→ **WRITTEN EXERCISE**
Copy the lines from the start through the line containing "(1017, 465)", inclusive, with the requests included, and increase every coordinate in the answers by 41.

* BEGIN DATASET RECORDS *

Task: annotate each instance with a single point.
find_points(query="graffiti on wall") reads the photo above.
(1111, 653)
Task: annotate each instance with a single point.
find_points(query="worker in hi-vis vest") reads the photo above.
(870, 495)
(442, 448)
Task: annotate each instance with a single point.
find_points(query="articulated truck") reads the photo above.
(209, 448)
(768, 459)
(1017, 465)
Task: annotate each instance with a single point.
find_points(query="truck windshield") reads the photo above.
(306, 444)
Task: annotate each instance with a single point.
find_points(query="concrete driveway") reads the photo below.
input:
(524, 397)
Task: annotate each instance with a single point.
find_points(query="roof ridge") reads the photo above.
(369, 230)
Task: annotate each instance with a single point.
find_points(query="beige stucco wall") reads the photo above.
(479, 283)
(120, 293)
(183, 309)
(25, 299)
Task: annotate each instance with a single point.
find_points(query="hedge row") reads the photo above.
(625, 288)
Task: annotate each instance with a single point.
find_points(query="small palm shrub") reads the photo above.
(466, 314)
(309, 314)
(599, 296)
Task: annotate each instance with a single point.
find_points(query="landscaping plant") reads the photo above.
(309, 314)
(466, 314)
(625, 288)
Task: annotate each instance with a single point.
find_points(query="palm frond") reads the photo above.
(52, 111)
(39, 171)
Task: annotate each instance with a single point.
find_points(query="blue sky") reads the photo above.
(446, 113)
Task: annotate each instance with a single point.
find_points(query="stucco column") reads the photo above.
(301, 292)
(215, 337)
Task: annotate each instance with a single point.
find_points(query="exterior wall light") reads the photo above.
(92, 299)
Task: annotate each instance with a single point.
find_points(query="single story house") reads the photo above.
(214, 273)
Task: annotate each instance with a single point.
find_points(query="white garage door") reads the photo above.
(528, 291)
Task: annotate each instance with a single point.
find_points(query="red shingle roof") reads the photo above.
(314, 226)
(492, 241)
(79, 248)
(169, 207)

* END DATASET RECORDS *

→ **THE REPLY**
Task: annotate each instance with a single point.
find_points(query="graffiti on wall") reads the photo above.
(1152, 694)
Task: annotate each instance with a single point.
find_points(query="worker in hi-vis vest") reads the photo above.
(911, 536)
(483, 489)
Task: annotate each instance with a single point.
find_points(query="articulated truck") reads the photo above.
(250, 489)
(809, 500)
(1058, 506)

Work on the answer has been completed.